◆ **EXERCISE INPUTS**
[START]

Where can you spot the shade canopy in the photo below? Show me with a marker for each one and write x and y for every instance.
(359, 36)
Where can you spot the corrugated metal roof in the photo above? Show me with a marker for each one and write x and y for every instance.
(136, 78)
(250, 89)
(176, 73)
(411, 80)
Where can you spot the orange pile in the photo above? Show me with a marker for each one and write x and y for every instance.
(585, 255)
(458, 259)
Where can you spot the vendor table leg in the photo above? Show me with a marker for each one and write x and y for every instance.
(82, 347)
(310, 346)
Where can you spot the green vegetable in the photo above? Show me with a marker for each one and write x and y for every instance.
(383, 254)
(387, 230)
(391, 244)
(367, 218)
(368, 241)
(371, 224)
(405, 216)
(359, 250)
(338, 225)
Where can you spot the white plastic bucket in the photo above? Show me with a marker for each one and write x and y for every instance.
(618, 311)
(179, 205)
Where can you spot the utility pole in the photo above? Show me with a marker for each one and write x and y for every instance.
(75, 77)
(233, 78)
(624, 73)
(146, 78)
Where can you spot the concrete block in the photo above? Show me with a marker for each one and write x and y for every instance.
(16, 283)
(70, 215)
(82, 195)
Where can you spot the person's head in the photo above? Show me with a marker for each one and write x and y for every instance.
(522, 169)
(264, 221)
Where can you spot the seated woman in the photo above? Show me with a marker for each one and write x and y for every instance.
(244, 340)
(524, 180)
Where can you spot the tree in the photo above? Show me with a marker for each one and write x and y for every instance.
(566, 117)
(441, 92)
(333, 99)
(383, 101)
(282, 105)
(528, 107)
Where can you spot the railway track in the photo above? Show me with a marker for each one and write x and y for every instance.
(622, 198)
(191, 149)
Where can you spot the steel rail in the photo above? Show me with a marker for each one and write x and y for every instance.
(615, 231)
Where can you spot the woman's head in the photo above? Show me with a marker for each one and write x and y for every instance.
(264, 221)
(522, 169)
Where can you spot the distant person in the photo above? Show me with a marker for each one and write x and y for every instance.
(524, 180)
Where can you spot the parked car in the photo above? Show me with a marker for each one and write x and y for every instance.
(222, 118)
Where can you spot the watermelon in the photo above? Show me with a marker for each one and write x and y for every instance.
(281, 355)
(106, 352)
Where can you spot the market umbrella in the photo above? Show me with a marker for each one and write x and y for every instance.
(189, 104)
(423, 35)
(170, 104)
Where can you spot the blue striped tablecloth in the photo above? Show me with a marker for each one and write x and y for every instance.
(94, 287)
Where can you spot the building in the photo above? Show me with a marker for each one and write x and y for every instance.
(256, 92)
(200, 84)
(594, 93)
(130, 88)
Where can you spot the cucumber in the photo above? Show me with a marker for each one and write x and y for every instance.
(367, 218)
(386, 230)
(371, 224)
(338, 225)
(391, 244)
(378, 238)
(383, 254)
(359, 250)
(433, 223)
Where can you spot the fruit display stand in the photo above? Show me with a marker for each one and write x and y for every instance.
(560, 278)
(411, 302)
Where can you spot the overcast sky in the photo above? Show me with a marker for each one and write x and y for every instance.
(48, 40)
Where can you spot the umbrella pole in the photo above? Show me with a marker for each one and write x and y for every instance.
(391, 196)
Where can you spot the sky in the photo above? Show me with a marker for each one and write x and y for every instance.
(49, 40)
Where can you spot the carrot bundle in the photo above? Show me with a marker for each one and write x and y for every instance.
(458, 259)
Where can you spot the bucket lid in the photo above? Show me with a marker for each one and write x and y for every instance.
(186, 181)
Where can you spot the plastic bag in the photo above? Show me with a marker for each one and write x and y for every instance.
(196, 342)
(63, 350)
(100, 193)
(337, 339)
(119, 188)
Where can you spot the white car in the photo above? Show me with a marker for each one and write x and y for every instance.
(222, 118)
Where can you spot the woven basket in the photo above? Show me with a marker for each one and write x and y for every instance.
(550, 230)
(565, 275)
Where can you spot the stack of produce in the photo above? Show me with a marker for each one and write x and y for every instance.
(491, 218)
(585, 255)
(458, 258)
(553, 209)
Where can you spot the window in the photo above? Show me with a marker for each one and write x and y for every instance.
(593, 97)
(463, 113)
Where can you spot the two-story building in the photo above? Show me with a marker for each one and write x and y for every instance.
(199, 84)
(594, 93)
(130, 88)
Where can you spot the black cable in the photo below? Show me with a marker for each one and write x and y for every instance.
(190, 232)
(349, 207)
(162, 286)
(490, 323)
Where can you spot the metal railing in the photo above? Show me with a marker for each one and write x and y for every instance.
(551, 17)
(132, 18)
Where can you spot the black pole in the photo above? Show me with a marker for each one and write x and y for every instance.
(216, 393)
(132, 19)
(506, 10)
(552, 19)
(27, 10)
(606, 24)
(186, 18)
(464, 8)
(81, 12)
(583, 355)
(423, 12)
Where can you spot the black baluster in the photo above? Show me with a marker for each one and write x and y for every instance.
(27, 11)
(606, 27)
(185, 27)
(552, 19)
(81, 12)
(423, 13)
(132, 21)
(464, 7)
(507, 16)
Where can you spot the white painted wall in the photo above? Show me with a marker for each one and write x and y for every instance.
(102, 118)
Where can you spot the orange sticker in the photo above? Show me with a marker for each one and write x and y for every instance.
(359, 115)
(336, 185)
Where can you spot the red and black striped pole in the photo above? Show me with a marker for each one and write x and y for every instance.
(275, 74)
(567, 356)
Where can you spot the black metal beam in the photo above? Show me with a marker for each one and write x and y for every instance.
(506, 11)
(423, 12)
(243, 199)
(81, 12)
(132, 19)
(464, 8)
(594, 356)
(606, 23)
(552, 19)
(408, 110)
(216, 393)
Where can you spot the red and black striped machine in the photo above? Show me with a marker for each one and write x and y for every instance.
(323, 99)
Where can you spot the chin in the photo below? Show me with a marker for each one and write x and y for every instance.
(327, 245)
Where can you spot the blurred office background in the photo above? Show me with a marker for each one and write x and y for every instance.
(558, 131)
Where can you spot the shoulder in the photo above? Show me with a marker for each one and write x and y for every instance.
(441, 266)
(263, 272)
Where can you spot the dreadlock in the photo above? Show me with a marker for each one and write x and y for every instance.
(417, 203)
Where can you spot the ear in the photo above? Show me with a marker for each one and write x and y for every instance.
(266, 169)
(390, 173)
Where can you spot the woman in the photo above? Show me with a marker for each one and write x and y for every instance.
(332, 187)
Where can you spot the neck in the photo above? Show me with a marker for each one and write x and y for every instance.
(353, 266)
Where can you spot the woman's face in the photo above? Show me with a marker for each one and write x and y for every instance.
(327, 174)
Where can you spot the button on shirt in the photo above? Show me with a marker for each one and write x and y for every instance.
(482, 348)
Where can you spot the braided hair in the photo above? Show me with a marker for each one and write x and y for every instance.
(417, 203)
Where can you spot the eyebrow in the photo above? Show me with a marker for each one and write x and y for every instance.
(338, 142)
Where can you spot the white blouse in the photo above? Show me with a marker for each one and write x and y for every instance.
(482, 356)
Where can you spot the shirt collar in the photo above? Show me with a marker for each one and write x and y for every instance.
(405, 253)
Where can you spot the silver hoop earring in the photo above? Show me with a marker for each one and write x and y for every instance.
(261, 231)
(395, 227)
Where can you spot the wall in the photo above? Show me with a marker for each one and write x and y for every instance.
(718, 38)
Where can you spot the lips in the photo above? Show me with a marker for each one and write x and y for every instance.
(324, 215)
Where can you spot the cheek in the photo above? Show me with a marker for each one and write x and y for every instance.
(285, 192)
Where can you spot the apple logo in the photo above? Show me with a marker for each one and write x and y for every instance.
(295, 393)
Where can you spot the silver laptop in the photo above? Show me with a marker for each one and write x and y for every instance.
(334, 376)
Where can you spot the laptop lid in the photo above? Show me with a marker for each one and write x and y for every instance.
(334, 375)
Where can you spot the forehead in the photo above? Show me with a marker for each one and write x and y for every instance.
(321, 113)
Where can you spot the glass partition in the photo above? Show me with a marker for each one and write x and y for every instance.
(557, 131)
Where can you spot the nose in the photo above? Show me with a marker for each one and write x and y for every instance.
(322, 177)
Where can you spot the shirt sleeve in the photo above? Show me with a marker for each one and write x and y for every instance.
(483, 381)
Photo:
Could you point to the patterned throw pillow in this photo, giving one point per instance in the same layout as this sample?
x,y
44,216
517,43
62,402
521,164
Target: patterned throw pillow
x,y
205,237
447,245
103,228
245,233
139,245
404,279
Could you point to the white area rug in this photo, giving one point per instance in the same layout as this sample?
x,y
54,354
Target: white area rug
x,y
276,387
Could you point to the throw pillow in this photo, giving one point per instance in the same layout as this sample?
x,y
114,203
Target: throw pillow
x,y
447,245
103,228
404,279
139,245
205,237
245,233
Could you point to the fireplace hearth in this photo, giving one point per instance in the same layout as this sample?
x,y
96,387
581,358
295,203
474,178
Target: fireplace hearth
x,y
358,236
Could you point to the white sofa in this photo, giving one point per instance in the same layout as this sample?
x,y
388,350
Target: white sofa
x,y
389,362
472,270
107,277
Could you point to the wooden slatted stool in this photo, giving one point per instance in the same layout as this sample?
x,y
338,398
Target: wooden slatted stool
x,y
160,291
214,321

[END]

◆ **AIM OF THE TASK**
Copy out, word for word, the part of the rows above that opens with the line containing "Could you point to the wooden" and runs through the last line of the rows.

◆ **TASK RESULT**
Could you point to the wooden slatted stool in this photo, giving one point per instance in the same layout as this sample?
x,y
338,398
Target: wooden slatted stool
x,y
160,291
214,321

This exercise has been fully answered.